▶ **DIRECTIONS**:
Pull out each line in the records below that contains the word "bare", copying every such line in full.

--- EXERCISE INPUTS ---

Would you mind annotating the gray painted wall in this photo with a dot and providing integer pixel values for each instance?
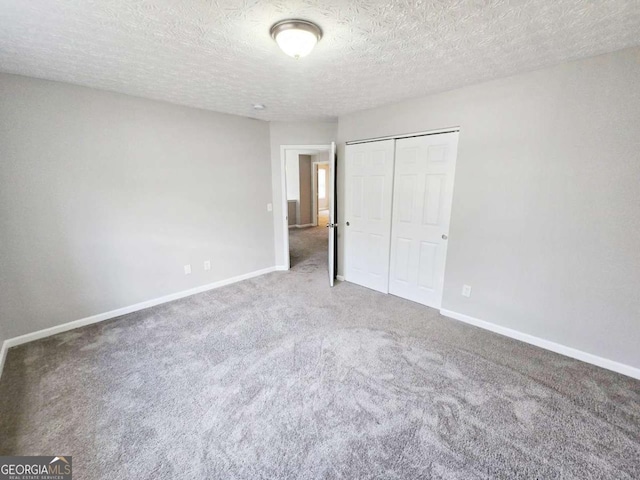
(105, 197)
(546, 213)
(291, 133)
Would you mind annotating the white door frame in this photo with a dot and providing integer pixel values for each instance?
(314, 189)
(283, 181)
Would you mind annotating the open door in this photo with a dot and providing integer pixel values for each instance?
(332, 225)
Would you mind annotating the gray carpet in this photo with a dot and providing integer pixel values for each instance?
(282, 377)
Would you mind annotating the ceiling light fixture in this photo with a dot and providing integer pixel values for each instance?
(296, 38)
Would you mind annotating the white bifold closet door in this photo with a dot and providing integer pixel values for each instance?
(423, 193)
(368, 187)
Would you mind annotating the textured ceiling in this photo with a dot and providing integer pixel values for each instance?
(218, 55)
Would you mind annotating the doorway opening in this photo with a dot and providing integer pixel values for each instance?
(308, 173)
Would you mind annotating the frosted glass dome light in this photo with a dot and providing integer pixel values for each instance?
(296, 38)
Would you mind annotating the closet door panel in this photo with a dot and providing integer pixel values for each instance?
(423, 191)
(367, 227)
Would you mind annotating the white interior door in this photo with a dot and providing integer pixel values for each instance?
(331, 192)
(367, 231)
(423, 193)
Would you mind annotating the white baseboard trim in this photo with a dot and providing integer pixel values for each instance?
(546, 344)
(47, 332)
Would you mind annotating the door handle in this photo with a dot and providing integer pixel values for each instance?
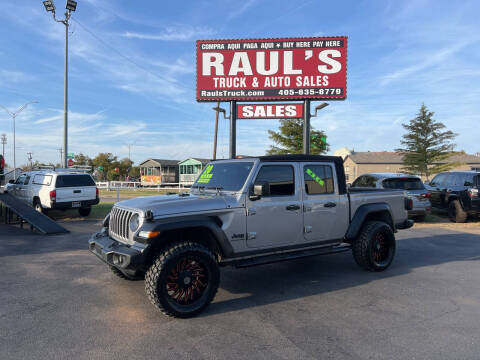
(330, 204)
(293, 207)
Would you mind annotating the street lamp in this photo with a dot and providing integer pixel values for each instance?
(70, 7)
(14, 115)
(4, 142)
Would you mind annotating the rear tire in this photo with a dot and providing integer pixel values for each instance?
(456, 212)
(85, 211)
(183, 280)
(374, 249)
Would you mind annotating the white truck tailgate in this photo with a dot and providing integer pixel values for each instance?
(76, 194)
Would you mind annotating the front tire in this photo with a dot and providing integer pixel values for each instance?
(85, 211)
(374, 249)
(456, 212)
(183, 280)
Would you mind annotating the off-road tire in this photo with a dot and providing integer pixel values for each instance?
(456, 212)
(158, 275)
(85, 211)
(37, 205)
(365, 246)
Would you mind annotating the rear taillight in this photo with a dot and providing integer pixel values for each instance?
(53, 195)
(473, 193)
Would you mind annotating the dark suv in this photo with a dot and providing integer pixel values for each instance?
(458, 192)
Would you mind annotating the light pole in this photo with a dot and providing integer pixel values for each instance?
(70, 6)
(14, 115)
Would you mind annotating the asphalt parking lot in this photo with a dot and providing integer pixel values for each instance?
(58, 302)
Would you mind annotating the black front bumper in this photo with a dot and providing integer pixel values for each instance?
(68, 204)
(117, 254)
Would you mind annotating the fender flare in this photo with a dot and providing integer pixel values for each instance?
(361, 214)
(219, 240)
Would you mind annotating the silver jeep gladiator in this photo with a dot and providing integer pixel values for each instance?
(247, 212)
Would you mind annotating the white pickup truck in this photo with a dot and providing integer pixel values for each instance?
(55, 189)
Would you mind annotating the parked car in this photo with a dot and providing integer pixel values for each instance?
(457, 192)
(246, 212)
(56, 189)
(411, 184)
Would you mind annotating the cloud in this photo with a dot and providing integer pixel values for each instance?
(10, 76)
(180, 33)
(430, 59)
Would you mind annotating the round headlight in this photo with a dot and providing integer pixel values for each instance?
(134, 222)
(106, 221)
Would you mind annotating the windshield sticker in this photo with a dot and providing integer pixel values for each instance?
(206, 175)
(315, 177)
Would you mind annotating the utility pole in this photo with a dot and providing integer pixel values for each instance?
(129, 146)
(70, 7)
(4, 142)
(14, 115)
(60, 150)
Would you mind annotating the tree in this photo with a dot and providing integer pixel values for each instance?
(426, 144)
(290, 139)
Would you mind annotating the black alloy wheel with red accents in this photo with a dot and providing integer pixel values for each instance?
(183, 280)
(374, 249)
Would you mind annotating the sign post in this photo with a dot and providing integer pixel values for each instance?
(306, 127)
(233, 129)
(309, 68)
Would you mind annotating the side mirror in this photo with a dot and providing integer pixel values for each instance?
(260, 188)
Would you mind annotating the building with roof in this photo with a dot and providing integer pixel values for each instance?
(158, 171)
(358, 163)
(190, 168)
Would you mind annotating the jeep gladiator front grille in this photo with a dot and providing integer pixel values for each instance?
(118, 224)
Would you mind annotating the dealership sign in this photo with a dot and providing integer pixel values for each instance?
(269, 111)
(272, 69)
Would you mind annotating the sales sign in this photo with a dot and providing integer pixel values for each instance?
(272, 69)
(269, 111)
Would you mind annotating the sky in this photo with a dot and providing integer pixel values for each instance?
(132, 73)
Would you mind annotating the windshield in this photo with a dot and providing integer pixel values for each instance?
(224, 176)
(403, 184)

---
--- EXERCISE INPUTS ---

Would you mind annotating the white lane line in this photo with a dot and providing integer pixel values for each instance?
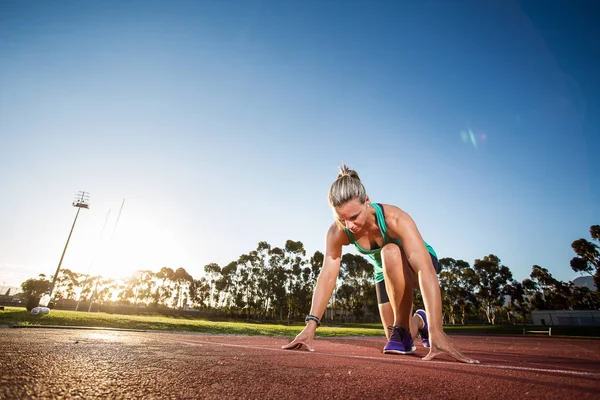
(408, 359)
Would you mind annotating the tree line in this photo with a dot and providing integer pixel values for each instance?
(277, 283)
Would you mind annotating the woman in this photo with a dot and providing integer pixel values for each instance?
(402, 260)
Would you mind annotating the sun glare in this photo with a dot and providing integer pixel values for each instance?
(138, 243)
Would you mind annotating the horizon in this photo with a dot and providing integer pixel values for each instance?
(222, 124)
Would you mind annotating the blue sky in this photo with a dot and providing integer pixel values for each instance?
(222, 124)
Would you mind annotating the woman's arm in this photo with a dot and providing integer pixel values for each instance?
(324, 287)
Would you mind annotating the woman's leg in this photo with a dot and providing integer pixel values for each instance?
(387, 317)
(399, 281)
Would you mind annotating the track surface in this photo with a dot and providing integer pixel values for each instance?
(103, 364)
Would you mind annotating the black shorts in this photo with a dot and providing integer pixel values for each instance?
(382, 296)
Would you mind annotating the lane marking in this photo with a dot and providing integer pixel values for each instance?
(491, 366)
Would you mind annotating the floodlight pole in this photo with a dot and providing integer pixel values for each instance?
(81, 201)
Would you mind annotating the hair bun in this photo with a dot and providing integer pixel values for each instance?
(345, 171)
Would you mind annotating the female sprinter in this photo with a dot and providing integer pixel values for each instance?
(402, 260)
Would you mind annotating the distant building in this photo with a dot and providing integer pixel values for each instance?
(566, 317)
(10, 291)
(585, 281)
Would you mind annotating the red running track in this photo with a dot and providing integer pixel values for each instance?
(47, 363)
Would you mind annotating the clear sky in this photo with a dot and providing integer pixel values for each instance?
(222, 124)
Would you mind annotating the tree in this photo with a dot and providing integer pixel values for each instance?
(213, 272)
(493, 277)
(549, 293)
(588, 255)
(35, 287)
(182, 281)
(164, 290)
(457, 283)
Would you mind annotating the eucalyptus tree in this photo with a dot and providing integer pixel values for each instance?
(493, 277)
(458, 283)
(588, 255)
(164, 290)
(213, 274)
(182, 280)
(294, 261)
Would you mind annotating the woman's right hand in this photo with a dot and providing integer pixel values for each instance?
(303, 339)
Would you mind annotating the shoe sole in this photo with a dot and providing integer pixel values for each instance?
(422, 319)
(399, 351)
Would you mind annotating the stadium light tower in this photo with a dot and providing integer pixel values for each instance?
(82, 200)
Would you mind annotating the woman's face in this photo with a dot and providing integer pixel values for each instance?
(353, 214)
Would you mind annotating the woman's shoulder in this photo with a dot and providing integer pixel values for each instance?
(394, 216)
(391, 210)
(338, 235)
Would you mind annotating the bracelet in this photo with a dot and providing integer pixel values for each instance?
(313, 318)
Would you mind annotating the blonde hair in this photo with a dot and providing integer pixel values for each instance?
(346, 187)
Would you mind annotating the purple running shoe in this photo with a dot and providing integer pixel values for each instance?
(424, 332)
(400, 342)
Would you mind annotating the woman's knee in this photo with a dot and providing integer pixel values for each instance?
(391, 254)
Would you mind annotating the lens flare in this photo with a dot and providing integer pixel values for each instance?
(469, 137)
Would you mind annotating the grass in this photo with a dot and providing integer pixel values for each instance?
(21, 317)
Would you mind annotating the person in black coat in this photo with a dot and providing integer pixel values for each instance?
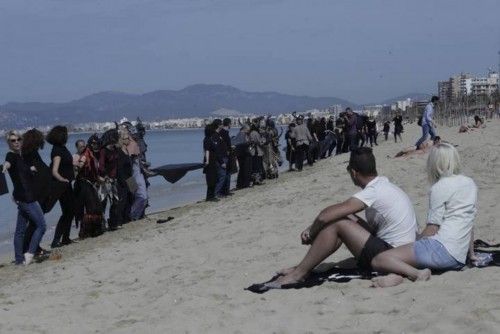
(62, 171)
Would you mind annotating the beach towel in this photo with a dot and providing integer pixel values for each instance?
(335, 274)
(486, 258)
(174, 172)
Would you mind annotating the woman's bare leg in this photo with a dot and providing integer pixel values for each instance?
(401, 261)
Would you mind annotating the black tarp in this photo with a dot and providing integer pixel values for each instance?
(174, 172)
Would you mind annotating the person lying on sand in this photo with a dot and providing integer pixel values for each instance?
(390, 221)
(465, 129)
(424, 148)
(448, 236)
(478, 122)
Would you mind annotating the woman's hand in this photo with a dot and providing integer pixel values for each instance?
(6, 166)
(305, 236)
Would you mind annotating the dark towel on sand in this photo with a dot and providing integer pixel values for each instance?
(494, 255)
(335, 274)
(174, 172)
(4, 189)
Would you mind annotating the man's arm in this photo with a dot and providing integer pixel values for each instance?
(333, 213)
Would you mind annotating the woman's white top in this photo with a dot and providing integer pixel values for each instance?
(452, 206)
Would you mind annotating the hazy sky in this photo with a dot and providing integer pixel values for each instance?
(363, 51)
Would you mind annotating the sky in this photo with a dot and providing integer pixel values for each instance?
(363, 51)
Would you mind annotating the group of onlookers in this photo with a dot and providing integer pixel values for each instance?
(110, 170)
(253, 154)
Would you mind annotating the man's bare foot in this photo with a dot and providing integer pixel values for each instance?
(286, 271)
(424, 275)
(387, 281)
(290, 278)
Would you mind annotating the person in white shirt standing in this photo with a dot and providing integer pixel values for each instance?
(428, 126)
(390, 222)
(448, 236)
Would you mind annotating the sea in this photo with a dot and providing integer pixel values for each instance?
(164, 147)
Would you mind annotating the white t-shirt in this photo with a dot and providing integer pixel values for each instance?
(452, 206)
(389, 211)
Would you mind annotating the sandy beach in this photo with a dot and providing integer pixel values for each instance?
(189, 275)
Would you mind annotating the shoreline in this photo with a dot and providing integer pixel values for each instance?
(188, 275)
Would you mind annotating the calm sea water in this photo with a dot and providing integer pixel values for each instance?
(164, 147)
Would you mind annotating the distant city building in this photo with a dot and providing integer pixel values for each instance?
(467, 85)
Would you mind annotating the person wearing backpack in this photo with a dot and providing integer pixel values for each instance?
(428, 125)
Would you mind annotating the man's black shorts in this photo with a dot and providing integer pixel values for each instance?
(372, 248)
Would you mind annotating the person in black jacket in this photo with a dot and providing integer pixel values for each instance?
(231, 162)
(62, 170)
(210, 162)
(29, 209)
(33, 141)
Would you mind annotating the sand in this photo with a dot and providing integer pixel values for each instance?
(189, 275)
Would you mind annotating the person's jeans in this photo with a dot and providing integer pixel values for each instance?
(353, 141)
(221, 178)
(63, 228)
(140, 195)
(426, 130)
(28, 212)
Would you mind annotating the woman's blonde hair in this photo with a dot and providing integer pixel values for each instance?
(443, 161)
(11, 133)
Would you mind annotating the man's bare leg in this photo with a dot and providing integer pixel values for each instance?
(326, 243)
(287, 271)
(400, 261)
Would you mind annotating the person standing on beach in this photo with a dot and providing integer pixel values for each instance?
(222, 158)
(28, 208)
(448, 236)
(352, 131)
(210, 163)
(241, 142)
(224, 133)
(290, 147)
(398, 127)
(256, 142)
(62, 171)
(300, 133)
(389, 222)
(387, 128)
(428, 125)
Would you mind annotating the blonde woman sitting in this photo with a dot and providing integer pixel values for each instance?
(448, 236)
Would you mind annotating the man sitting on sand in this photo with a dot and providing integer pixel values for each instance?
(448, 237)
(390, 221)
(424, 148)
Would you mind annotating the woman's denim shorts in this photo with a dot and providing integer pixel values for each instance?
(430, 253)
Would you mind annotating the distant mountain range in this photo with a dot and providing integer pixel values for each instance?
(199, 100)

---

▶ **EXPECTED ANSWER**:
Would you mind annotating the woman's bare leg in this photo with a dot and providing integer pixel values for each instance?
Would you mind annotating the man's bare foot in this photo with a dot and providing integer pixel values for each instance?
Would you mind annotating the man's bare leg in this photo with a dot and providing integer pixel values for each instance?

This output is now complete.